§ **What is required**:
Copy out every one of the rows below, changing each "hole rule" to "fill rule" and leaving the rest untouched.

§ **Dataset extract**:
---*---

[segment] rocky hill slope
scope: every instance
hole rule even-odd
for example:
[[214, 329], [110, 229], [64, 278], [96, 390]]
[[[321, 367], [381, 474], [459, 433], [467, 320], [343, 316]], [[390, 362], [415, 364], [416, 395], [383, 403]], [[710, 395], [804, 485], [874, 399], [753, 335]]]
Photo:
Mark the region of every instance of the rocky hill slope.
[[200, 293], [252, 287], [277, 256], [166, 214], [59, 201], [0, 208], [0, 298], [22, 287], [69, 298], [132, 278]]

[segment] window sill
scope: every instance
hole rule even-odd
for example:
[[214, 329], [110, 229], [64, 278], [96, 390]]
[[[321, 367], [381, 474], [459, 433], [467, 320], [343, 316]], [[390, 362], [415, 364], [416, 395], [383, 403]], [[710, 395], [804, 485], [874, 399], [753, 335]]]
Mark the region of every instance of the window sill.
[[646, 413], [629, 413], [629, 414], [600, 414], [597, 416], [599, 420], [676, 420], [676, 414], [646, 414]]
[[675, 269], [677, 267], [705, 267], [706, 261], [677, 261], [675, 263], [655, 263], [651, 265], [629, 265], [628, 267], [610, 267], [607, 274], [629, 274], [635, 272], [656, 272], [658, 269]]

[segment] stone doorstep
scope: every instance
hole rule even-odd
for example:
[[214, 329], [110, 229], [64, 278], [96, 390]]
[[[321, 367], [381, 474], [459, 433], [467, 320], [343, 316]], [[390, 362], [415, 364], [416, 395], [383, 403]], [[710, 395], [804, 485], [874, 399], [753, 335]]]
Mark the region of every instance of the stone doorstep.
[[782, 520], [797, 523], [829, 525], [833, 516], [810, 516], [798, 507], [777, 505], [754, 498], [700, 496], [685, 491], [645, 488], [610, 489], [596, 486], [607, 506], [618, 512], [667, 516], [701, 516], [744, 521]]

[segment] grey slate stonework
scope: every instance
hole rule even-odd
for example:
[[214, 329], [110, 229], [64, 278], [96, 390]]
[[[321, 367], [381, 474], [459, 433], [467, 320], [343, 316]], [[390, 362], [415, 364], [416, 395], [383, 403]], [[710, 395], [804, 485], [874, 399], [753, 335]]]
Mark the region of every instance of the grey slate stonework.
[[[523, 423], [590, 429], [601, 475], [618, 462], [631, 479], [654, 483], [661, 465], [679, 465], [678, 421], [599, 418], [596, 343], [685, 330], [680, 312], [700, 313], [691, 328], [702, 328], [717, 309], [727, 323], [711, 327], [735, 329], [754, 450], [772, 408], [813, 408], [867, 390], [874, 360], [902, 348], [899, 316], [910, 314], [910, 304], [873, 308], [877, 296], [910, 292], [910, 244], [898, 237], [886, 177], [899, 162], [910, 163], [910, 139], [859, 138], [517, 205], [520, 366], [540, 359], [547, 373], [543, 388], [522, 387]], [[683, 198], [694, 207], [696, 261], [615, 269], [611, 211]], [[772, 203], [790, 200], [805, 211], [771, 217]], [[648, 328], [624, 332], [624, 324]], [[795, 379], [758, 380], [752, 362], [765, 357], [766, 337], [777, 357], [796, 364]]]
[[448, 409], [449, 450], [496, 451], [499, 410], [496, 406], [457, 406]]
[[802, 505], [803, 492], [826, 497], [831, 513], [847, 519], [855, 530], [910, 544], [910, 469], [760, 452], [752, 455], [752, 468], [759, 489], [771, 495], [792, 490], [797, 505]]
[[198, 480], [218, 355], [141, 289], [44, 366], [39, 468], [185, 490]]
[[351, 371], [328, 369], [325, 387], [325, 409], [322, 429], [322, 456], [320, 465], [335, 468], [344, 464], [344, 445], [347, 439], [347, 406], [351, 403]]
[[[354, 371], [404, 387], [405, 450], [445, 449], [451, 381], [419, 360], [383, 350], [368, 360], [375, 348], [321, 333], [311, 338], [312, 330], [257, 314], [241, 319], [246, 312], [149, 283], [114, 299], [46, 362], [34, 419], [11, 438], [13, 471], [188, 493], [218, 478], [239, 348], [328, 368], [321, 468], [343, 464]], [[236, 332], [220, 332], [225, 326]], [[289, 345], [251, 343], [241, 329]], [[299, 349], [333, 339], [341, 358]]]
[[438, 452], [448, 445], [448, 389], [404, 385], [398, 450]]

---*---

§ **Written solution**:
[segment] rocky hill slope
scope: every instance
fill rule even-odd
for example:
[[214, 329], [110, 229], [64, 278], [96, 390]]
[[[321, 367], [381, 474], [459, 433], [467, 320], [343, 316]], [[390, 362], [415, 364], [416, 395], [383, 403]], [[710, 395], [804, 485], [874, 399], [753, 335]]]
Photo:
Mark the region of every instance of the rocky hill slope.
[[200, 293], [252, 287], [277, 256], [166, 214], [59, 201], [0, 208], [0, 298], [22, 287], [69, 298], [132, 278]]

[segment] window sill
scope: every instance
fill rule even-odd
for example:
[[214, 329], [110, 229], [64, 278], [96, 390]]
[[[321, 367], [381, 474], [459, 433], [467, 320], [343, 316]], [[390, 362], [415, 364], [416, 395], [383, 403]], [[710, 395], [804, 485], [874, 399], [753, 335]]]
Mark the region of every instance of the window sill.
[[646, 413], [629, 413], [629, 414], [600, 414], [597, 416], [599, 420], [676, 420], [676, 414], [646, 414]]
[[675, 269], [677, 267], [705, 267], [706, 261], [677, 261], [675, 263], [655, 263], [651, 265], [629, 265], [628, 267], [610, 267], [607, 274], [629, 274], [635, 272], [656, 272], [658, 269]]

[segment] stone doorstep
scope: every instance
fill rule even-odd
for example:
[[214, 329], [110, 229], [64, 278], [96, 390]]
[[[321, 367], [381, 474], [459, 433], [467, 320], [343, 316]], [[390, 362], [415, 364], [416, 395], [383, 403]], [[710, 395], [804, 485], [874, 399], [753, 335]]]
Mark the region of every instance of the stone doorstep.
[[782, 520], [797, 523], [829, 525], [833, 516], [810, 516], [798, 507], [777, 505], [754, 498], [700, 496], [685, 491], [645, 488], [610, 489], [596, 486], [607, 506], [618, 512], [667, 516], [701, 516], [744, 521]]

[segment] grey slate stonework
scope: every instance
fill rule even-odd
for example:
[[214, 329], [110, 229], [64, 278], [96, 390]]
[[[321, 367], [381, 474], [459, 433], [467, 320], [343, 316]], [[390, 362], [415, 364], [416, 395], [383, 403]], [[710, 395], [804, 485], [874, 399], [753, 335]]]
Mark the region of every instance of the grey slate stonework.
[[[523, 423], [590, 429], [601, 475], [618, 462], [631, 479], [654, 483], [661, 465], [679, 465], [678, 421], [599, 418], [596, 343], [685, 330], [680, 312], [700, 313], [691, 328], [702, 328], [717, 309], [727, 323], [711, 327], [735, 329], [754, 450], [772, 408], [813, 408], [867, 390], [874, 360], [902, 348], [899, 316], [910, 314], [910, 304], [873, 308], [877, 296], [910, 292], [910, 244], [898, 237], [886, 177], [899, 162], [910, 163], [910, 139], [859, 138], [517, 205], [520, 366], [540, 359], [547, 373], [543, 388], [522, 387]], [[683, 198], [694, 207], [696, 261], [615, 269], [611, 211]], [[772, 203], [790, 200], [805, 211], [771, 217]], [[648, 328], [624, 332], [624, 324]], [[795, 379], [758, 380], [752, 362], [765, 357], [766, 337], [777, 357], [796, 364]]]
[[448, 409], [449, 450], [496, 451], [499, 410], [496, 406], [457, 406]]
[[802, 505], [803, 492], [826, 497], [831, 513], [847, 519], [855, 530], [910, 544], [910, 469], [760, 452], [752, 455], [752, 468], [759, 489], [771, 495], [792, 490], [797, 505]]
[[198, 480], [218, 355], [141, 289], [44, 366], [39, 468], [185, 490]]
[[351, 371], [328, 369], [325, 387], [325, 409], [322, 429], [322, 456], [320, 465], [335, 468], [344, 464], [344, 445], [347, 439], [347, 406], [351, 403]]
[[[354, 371], [404, 387], [405, 450], [445, 449], [451, 381], [419, 360], [383, 350], [368, 360], [375, 348], [321, 333], [311, 338], [312, 330], [257, 314], [241, 319], [246, 312], [149, 283], [114, 299], [46, 362], [34, 419], [11, 438], [13, 471], [188, 493], [218, 478], [239, 348], [328, 368], [321, 468], [343, 464]], [[236, 332], [220, 332], [225, 326]], [[289, 345], [251, 343], [241, 329]], [[299, 349], [333, 339], [341, 358]]]
[[438, 452], [448, 445], [448, 389], [404, 385], [398, 450]]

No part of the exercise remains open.